Short problem: Scale the point coordinates in the answers of all the items below by 0.3 and round each result to a whole number, with halves rounding up. Write every line out again, requests included, and leave the numbers in the requests and their format samples unchanged.

Data:
___
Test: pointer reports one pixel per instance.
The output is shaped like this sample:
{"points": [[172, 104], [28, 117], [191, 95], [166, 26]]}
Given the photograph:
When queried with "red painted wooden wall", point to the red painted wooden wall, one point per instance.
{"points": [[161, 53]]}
___
Correct answer:
Test: pointer reports one pixel per instance.
The output is shaped like this sample:
{"points": [[172, 104], [28, 117], [191, 95], [166, 26]]}
Given the photograph:
When queried with "red painted wooden wall", point to the red painted wooden wall, one point per instance.
{"points": [[48, 16]]}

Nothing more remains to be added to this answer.